--- START ---

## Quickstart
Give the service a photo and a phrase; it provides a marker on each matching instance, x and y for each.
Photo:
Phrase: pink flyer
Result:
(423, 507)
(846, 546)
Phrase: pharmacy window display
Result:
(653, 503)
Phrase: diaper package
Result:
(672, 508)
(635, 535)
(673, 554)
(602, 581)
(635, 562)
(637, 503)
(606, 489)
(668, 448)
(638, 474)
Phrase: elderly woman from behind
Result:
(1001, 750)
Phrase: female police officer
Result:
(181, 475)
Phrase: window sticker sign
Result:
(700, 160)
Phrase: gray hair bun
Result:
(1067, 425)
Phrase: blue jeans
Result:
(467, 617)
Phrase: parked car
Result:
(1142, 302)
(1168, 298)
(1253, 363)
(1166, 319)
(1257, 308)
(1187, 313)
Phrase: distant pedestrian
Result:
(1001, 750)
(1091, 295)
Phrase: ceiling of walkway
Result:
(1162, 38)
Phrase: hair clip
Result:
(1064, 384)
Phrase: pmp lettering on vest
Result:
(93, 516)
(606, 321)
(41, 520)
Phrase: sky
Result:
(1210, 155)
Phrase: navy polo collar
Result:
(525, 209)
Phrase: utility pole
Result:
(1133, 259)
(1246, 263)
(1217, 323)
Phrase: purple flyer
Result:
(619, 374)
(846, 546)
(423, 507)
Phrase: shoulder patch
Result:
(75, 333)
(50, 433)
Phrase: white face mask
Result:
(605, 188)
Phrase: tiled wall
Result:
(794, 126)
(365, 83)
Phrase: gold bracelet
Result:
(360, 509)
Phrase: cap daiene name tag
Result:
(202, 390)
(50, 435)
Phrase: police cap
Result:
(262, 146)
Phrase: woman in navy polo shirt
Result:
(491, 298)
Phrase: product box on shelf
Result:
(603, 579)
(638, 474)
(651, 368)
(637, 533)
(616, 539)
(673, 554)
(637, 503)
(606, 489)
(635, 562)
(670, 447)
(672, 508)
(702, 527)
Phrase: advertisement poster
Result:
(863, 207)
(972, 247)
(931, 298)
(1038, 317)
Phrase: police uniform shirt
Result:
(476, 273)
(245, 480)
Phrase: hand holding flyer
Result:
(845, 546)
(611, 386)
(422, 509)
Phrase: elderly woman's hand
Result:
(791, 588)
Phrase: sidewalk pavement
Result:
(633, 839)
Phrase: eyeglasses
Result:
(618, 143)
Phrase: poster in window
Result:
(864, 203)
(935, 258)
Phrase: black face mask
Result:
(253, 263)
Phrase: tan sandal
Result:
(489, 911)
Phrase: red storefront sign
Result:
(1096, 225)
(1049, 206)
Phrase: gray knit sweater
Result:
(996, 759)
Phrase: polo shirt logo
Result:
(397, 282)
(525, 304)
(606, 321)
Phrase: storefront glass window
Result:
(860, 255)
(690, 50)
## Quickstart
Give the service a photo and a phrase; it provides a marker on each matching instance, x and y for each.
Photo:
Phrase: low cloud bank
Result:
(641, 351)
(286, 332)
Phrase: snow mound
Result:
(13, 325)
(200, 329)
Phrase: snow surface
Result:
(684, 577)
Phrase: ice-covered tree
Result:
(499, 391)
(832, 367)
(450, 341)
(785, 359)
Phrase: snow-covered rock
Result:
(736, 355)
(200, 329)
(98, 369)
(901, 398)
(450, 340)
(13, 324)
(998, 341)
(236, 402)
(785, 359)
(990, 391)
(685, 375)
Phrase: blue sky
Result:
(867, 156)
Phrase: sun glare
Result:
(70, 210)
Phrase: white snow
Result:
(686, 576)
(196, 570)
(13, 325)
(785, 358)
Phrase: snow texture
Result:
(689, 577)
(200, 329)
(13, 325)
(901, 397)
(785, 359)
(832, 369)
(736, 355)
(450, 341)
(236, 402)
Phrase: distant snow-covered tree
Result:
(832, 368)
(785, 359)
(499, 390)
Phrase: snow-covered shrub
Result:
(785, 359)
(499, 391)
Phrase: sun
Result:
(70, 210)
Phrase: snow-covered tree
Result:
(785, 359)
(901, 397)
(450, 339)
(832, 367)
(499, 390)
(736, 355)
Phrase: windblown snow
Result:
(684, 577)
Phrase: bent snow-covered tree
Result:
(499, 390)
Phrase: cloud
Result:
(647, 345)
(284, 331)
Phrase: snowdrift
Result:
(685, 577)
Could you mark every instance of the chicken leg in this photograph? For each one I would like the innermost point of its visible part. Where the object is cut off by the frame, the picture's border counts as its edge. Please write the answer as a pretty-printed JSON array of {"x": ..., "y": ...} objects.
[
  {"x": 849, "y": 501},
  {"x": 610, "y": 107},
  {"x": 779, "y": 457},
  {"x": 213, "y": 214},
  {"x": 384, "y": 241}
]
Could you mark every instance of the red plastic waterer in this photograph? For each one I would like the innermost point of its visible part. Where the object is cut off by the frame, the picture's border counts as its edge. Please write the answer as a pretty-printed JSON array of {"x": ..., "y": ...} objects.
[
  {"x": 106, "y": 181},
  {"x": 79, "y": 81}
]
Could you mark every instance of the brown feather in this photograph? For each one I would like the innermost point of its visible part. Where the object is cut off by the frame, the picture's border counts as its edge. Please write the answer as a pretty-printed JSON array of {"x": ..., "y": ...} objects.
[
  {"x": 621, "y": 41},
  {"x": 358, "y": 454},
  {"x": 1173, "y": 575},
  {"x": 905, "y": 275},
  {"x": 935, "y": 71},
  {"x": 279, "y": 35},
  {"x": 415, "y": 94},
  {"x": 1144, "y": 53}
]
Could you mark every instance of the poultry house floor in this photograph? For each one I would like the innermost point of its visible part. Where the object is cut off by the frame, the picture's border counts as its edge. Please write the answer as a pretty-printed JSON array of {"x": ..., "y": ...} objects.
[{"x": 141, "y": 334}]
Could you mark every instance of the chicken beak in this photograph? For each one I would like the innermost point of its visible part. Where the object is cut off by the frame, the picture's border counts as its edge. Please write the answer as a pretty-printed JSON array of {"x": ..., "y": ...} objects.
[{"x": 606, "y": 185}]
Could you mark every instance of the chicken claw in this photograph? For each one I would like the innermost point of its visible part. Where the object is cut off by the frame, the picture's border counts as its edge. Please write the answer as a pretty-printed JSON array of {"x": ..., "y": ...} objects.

--- END ---

**Work instruction:**
What lines of the material above contain "gray"? Return each of them.

**Exercise output:**
Phrase: gray hair bun
Phrase: gray knit sweater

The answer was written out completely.